Records from a data collection
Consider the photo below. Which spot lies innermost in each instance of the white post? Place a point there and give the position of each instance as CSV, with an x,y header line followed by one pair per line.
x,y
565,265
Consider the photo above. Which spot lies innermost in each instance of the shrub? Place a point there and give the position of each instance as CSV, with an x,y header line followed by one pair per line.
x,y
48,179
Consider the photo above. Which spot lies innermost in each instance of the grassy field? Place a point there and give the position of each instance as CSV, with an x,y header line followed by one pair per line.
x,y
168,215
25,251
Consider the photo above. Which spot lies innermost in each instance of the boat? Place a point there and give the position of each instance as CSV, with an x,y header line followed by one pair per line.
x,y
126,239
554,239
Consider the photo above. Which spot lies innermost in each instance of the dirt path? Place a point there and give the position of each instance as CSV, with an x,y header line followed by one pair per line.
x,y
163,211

- **WHAT IS EXPECTED**:
Every entry, from first to last, is to be reproduced exactly.

- **OUTPUT FOR THIS EXERCISE**:
Consider the photo below. Which spot lies innermost in each instance of the white post? Place a point there and give the position of each instance as CSV, with an x,y header line followed by one pair per line.
x,y
565,265
Consider the photo above. Which spot lies innermost in each instance of the shrub? Place a point there and give the position of each instance as CSV, with an x,y header line followed by one pair per line.
x,y
48,179
Consider the photo above. Which spot lies innermost in each instance of the grassy field? Place a point there and give the position of each instance as CSV, with an x,y header line followed by one pair per line.
x,y
168,215
25,251
Consider the photo above. Which spot lies innermost in each instance of the boat? Place a point there and give the position of each instance as CSV, with an x,y header line followed by one pair per line.
x,y
126,239
554,239
Consider the photo above. Which spot lies innermost in each instance of the dirt path? Place a point there and give the position of each instance as CSV, with an x,y header line followed by one pair per line.
x,y
163,211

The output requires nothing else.